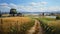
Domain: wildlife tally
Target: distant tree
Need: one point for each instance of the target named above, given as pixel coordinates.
(0, 14)
(57, 17)
(43, 14)
(19, 14)
(52, 13)
(13, 11)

● What the exercise asks: Everything in the listing above except the pictures should be duplicated exactly.

● Task solution:
Domain: wildlife tally
Target: distant tree
Need: one point for each instance of the target named above, given as pixel coordinates.
(0, 14)
(57, 17)
(43, 14)
(19, 14)
(52, 13)
(13, 11)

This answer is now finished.